SELECTED EXTRACT:

□ □ □ □

For “Descendants” Star Shailene Woodley, the Job Beats Awards Buzz

Don’t hold it against her: as if shooting a movie with George Clooney wasn’t enough, Shailene Woodley got to do it in paradise.

The 20-year-old actress says that when it came to shooting in Hawaii for director Alexander Payne’s “The Descendants,” she loved “every single minute and second and breath there. I got to work with Alexander Payne, one of the best filmmakers of today. George Clooney, one of the best actors of today. Plus Judy Greer, Beau Bridges, Matthew Lillard and Robert Forster and the list just goes on and on. And we were in Hawaii for four months. The worst day was having to leave and go home, and every other day just kept topping the one before.”

Amid all the praise she’s gotten for her much-buzzed-about supporting turn as Clooney’s eldest daughter in the serio-comic film – which has their family coming to grips with the fact that their mom is not going to come out of her coma – Woodely insists that she didn’t have to do too much work to reach the trickier-to-get-to emotions.

□ □ □ □

EXERCISE PROMPT: Reproduce the article on Shailene Woodley in full, word for word. The listing that comes next has no connection to the article on Shailene Woodley.

Text-to-region grounding listing:
□ □ □ □

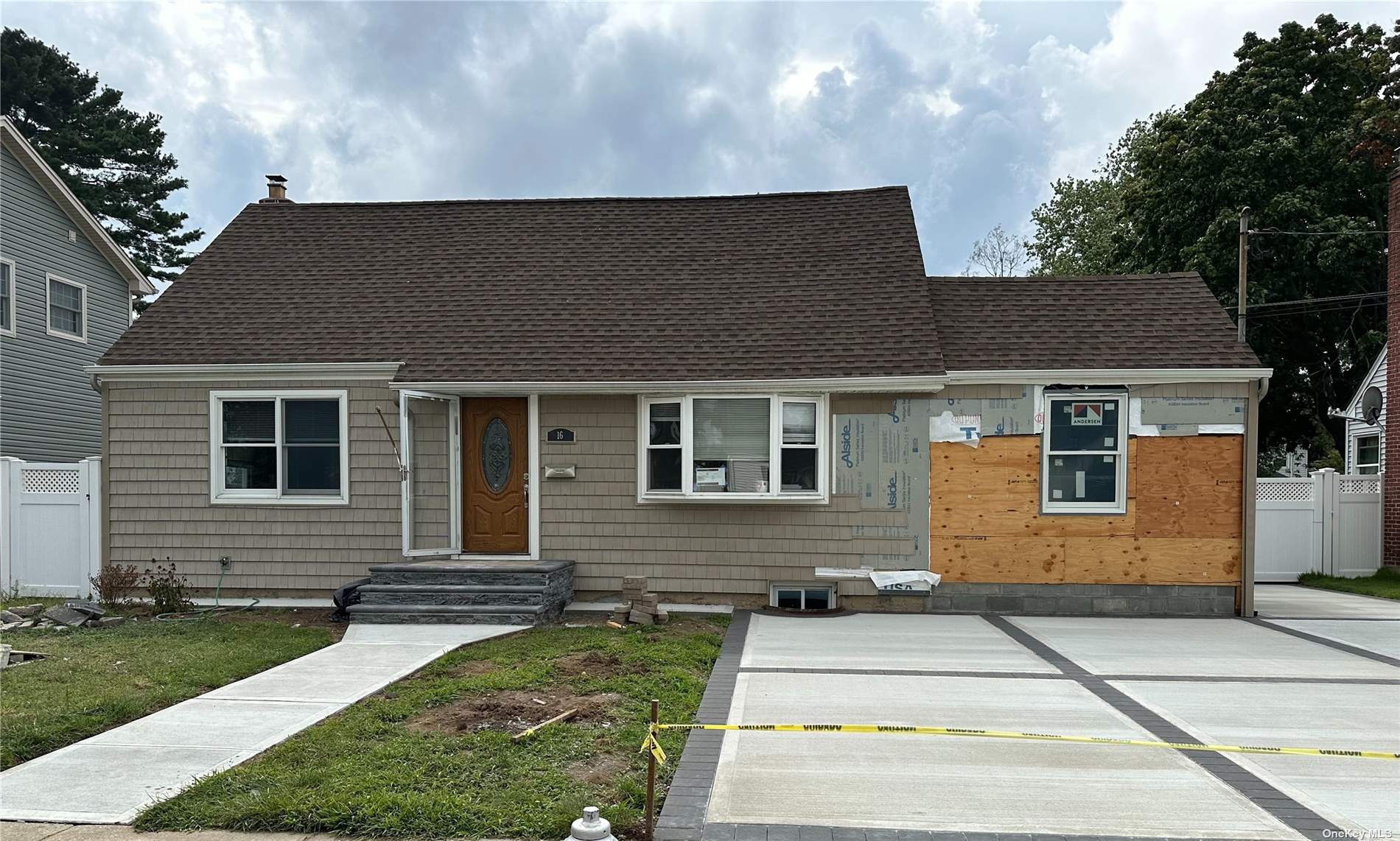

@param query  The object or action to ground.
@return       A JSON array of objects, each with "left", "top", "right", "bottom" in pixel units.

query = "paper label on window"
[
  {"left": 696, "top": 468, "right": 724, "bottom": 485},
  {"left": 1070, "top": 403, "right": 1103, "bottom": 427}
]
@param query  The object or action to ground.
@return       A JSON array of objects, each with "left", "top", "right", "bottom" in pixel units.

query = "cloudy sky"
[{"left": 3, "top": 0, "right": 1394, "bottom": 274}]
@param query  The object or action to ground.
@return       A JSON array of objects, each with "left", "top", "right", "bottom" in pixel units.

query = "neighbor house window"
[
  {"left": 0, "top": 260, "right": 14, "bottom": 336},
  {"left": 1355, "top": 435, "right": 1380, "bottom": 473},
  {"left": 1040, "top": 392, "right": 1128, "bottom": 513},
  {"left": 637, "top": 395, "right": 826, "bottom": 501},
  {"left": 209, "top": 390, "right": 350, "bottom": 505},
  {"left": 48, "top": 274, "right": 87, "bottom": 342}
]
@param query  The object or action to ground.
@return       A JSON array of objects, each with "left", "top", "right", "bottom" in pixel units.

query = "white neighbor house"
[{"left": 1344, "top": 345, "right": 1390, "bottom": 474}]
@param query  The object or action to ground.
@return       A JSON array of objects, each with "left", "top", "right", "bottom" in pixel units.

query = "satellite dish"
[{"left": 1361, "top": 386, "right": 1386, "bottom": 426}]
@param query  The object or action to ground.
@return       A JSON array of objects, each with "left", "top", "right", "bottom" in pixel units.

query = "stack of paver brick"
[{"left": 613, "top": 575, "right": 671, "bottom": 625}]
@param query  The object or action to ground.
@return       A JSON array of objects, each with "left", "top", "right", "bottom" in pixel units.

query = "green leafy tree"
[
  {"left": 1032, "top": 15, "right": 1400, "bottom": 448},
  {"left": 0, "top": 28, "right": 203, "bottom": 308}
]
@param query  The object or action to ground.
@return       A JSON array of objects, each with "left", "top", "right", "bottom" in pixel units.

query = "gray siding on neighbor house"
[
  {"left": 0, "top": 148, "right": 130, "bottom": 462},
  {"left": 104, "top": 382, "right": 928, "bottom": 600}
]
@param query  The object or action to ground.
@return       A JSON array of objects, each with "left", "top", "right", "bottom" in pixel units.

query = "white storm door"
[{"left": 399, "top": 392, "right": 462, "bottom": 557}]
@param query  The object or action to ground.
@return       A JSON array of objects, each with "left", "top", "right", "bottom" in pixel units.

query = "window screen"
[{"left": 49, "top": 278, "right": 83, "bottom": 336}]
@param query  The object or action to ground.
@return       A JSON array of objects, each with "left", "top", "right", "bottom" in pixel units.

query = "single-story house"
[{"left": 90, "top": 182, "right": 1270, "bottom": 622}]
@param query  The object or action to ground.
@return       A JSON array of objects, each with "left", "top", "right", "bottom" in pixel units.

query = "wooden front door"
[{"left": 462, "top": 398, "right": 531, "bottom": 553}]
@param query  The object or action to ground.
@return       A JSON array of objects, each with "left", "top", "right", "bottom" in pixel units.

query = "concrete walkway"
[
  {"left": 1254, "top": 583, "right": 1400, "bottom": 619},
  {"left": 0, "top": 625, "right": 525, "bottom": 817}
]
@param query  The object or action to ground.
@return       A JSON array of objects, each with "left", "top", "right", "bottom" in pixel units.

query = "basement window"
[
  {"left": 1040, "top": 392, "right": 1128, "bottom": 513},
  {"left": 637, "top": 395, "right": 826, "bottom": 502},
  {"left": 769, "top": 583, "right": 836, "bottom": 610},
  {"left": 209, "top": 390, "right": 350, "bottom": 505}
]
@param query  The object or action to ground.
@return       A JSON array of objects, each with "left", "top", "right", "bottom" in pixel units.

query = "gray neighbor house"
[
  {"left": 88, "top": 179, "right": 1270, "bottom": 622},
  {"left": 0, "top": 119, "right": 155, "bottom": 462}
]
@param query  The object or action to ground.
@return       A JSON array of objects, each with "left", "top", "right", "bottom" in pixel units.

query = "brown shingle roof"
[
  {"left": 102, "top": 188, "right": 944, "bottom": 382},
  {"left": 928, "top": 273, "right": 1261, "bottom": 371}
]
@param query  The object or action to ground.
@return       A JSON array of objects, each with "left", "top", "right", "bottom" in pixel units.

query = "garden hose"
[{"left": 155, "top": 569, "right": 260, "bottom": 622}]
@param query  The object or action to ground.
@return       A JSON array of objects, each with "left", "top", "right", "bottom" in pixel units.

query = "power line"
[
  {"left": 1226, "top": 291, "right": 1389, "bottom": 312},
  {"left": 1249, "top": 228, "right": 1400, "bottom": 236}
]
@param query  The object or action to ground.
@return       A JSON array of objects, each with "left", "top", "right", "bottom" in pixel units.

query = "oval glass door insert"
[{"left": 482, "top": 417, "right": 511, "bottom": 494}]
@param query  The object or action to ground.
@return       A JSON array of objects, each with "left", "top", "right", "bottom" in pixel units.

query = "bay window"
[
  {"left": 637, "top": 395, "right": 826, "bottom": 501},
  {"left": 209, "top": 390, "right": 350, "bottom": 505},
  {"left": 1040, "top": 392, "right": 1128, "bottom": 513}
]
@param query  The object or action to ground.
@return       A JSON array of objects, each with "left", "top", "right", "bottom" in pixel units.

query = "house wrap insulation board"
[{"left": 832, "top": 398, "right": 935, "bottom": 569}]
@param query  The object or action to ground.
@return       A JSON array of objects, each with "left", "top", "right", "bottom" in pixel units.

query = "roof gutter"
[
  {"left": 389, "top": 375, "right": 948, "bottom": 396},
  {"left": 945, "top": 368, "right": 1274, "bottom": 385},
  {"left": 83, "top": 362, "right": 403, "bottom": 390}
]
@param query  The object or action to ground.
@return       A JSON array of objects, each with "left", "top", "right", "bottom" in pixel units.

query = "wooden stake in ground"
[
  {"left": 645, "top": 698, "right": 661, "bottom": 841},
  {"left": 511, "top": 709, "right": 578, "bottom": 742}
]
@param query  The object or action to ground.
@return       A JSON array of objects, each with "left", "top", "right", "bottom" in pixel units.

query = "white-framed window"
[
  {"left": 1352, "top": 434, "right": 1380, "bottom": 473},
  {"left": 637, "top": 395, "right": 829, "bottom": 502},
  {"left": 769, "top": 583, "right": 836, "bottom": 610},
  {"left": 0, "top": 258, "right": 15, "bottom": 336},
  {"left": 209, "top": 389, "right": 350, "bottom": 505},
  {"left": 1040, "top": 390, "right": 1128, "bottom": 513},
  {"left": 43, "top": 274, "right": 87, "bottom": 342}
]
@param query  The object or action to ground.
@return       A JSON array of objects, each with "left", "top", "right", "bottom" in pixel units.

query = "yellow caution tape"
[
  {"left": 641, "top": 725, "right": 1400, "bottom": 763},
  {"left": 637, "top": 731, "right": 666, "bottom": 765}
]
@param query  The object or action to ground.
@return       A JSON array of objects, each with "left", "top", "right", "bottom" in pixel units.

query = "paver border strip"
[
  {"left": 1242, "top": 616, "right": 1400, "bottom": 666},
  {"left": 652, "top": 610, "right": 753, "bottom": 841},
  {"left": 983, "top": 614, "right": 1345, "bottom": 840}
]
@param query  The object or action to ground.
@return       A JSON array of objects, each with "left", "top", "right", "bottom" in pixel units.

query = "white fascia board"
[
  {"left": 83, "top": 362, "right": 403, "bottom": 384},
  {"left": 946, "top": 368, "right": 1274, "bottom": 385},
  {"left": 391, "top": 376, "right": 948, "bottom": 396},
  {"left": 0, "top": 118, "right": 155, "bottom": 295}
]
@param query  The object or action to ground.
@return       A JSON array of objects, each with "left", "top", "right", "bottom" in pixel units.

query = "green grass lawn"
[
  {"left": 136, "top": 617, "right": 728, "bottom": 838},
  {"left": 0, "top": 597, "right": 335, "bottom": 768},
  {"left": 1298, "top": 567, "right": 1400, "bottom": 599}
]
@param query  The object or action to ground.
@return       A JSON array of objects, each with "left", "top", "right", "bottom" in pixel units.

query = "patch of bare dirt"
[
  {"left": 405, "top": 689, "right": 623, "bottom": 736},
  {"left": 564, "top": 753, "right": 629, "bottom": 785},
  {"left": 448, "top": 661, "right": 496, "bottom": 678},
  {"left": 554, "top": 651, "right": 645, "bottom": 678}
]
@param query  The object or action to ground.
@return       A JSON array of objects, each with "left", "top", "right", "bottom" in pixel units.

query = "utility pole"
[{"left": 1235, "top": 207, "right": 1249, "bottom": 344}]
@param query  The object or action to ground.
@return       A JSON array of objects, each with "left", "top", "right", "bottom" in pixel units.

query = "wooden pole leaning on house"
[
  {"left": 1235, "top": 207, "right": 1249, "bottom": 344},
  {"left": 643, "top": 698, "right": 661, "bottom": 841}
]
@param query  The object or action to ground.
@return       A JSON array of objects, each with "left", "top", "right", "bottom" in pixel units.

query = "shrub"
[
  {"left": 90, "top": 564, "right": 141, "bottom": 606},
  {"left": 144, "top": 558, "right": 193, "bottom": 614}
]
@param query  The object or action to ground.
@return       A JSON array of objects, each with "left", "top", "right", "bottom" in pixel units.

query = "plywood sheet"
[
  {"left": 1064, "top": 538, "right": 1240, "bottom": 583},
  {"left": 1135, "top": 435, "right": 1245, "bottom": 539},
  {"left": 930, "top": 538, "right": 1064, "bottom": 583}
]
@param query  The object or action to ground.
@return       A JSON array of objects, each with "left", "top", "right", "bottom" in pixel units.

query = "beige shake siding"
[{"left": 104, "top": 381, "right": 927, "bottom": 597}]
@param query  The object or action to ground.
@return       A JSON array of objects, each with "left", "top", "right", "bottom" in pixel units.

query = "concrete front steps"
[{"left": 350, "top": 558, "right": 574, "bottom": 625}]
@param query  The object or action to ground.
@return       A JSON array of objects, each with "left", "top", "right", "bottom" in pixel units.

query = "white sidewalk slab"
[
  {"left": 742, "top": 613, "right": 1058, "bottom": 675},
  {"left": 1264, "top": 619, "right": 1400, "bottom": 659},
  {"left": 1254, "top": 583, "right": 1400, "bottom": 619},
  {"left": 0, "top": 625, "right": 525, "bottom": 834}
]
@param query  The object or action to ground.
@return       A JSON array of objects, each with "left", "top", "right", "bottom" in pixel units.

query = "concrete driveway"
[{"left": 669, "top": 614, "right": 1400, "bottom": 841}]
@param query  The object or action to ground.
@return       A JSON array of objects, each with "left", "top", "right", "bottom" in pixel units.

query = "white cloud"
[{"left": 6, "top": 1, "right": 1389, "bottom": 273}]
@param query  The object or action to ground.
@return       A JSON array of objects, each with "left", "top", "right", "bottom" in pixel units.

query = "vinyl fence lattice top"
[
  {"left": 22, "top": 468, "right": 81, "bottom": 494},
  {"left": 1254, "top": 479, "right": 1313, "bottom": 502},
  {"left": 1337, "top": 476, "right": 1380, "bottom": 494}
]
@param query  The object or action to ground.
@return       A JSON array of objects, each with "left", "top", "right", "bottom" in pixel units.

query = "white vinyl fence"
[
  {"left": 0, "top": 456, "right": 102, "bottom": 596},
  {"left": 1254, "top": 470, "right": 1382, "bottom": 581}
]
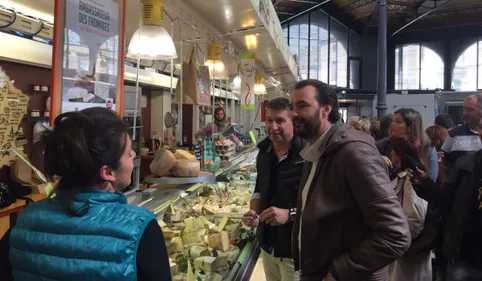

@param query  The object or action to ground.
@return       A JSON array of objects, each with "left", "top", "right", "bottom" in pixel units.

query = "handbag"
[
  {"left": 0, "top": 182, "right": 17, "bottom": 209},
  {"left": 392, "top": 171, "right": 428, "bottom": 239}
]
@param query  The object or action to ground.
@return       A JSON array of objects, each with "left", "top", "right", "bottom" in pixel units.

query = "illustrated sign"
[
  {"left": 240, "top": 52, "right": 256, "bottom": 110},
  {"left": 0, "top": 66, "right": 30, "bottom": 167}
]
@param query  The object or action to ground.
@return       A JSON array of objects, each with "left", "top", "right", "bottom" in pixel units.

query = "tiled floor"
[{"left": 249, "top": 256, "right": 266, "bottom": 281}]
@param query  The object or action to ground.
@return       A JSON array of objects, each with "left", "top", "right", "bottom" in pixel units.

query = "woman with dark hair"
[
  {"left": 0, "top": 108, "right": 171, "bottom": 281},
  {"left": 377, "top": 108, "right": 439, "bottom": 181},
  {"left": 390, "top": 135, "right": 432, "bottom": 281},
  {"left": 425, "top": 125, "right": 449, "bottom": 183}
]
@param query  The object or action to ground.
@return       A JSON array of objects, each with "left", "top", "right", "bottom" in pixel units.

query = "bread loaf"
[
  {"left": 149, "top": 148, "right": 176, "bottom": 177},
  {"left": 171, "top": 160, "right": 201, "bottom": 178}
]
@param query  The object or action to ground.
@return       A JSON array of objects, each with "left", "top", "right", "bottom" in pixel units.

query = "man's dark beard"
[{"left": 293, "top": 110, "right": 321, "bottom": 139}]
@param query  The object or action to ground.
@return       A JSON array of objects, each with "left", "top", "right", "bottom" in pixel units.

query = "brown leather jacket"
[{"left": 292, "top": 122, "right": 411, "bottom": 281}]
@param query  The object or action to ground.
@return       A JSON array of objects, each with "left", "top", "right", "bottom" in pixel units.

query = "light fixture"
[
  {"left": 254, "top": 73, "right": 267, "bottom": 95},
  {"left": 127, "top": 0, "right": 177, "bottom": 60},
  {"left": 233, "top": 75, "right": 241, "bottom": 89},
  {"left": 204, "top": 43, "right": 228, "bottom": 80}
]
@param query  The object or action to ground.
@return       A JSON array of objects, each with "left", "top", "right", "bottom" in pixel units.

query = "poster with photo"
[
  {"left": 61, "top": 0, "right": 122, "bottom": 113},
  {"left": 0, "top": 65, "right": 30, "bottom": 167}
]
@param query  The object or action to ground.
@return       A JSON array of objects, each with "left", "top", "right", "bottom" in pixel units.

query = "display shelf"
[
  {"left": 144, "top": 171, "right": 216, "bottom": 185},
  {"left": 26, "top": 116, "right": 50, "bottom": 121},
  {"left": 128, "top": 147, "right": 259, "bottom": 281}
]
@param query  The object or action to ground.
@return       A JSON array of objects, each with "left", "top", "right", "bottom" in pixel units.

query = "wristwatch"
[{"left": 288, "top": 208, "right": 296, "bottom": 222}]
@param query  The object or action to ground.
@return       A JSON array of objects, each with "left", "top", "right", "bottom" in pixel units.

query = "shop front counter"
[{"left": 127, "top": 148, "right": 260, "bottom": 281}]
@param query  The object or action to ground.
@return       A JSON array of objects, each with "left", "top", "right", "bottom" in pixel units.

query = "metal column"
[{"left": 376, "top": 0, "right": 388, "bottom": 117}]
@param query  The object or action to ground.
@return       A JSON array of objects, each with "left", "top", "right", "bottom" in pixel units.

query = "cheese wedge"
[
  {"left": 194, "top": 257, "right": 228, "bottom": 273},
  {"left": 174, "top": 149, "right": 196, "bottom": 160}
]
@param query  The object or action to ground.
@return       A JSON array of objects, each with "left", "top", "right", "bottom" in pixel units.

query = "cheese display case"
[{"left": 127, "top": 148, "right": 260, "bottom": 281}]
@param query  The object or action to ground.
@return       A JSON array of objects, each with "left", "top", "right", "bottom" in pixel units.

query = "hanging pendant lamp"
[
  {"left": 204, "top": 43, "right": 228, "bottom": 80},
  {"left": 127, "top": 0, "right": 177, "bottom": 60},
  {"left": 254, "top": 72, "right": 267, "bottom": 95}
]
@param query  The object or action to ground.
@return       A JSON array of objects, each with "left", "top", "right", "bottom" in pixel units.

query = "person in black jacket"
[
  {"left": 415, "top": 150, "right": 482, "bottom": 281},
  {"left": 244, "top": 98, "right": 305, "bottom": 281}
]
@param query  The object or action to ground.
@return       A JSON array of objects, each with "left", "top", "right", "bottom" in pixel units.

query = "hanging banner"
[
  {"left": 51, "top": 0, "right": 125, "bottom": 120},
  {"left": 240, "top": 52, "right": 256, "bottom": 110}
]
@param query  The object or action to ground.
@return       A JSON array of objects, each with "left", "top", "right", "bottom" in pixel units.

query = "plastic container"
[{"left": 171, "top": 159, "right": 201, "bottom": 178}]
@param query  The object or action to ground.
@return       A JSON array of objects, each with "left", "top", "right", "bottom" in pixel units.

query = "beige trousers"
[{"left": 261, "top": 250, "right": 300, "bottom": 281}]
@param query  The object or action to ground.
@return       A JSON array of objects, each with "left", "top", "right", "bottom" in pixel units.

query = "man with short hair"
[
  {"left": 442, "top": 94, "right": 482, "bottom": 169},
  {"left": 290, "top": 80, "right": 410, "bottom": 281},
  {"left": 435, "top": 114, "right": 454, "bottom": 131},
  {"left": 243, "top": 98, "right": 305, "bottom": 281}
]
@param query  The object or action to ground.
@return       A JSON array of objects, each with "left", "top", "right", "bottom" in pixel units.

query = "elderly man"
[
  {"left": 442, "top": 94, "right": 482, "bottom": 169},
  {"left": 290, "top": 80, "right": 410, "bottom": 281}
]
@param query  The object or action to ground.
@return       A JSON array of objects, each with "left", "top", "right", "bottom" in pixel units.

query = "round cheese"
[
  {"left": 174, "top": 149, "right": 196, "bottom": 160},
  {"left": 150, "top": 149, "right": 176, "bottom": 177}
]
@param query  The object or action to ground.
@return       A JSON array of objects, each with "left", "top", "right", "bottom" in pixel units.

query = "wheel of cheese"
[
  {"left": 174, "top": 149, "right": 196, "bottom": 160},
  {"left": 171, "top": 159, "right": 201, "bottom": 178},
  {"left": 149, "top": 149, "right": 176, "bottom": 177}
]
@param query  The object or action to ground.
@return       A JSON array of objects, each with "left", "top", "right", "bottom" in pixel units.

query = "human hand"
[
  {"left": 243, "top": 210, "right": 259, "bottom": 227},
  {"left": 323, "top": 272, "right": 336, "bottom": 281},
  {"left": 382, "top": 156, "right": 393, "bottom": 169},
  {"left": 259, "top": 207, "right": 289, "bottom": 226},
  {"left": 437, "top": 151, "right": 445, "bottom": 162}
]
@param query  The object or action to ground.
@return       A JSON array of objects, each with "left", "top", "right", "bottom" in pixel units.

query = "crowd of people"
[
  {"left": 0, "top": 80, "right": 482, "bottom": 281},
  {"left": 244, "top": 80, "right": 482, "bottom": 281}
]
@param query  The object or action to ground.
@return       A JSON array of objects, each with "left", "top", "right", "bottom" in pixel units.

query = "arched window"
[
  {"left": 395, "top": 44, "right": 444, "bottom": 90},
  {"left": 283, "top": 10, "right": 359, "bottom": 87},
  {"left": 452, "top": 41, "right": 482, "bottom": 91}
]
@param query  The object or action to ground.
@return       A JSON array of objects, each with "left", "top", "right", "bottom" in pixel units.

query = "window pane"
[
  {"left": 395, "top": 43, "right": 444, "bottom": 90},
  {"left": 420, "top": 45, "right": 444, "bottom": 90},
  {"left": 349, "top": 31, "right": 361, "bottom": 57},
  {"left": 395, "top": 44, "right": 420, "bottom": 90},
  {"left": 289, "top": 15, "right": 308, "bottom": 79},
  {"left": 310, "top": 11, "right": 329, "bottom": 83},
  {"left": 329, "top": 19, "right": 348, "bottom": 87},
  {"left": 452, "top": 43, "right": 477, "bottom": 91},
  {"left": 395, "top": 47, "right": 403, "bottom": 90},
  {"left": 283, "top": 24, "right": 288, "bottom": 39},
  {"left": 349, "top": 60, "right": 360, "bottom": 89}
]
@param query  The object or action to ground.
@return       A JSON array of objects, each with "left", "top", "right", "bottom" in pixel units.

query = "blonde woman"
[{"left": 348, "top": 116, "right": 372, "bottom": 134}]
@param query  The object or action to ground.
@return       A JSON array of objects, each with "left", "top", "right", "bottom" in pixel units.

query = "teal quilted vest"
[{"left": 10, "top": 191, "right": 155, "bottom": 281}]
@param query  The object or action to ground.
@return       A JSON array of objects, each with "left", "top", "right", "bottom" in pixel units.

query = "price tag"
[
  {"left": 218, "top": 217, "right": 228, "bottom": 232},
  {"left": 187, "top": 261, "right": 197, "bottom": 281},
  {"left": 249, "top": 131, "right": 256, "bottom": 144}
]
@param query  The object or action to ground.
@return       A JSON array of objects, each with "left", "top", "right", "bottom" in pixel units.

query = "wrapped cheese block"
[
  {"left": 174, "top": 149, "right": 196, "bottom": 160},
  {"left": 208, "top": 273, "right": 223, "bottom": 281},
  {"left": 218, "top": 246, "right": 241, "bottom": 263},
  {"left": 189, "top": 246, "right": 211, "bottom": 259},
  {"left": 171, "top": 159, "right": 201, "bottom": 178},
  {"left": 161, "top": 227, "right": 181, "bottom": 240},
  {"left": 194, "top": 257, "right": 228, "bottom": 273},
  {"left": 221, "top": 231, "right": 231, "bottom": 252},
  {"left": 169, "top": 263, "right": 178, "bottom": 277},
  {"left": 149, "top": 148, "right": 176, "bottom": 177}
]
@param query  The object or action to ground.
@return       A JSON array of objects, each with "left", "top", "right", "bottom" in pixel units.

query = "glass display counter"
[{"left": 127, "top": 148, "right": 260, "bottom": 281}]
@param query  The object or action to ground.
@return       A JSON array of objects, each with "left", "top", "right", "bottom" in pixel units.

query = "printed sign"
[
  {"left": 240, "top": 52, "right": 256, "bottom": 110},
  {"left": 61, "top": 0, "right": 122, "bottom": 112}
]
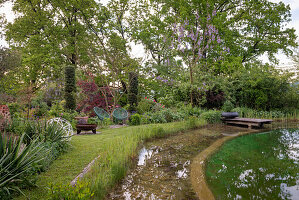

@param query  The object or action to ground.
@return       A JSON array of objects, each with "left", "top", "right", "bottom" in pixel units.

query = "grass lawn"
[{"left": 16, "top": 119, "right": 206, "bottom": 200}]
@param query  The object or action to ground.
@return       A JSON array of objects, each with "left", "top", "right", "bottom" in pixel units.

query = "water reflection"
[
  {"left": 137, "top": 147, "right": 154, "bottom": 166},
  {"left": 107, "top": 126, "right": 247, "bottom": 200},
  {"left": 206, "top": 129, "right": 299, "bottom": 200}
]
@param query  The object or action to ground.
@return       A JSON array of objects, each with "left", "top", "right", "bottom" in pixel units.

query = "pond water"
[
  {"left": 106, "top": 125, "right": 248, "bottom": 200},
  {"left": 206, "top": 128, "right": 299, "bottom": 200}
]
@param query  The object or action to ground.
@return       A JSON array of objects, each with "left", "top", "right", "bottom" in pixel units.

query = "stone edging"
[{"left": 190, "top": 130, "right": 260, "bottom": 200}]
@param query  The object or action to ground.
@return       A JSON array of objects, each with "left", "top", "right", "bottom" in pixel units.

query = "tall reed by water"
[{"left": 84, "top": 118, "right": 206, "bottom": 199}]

□ □ □ □

EXERCISE SOLUTION:
For “Descendants” Star Shailene Woodley, the Job Beats Awards Buzz

Don’t hold it against her: as if shooting a movie with George Clooney wasn’t enough, Shailene Woodley got to do it in paradise.

The 20-year-old actress says that when it came to shooting in Hawaii for director Alexander Payne’s “The Descendants,” she loved “every single minute and second and breath there. I got to work with Alexander Payne, one of the best filmmakers of today. George Clooney, one of the best actors of today. Plus Judy Greer, Beau Bridges, Matthew Lillard and Robert Forster and the list just goes on and on. And we were in Hawaii for four months. The worst day was having to leave and go home, and every other day just kept topping the one before.”

Amid all the praise she’s gotten for her much-buzzed-about supporting turn as Clooney’s eldest daughter in the serio-comic film – which has their family coming to grips with the fact that their mom is not going to come out of her coma – Woodely insists that she didn’t have to do too much work to reach the trickier-to-get-to emotions.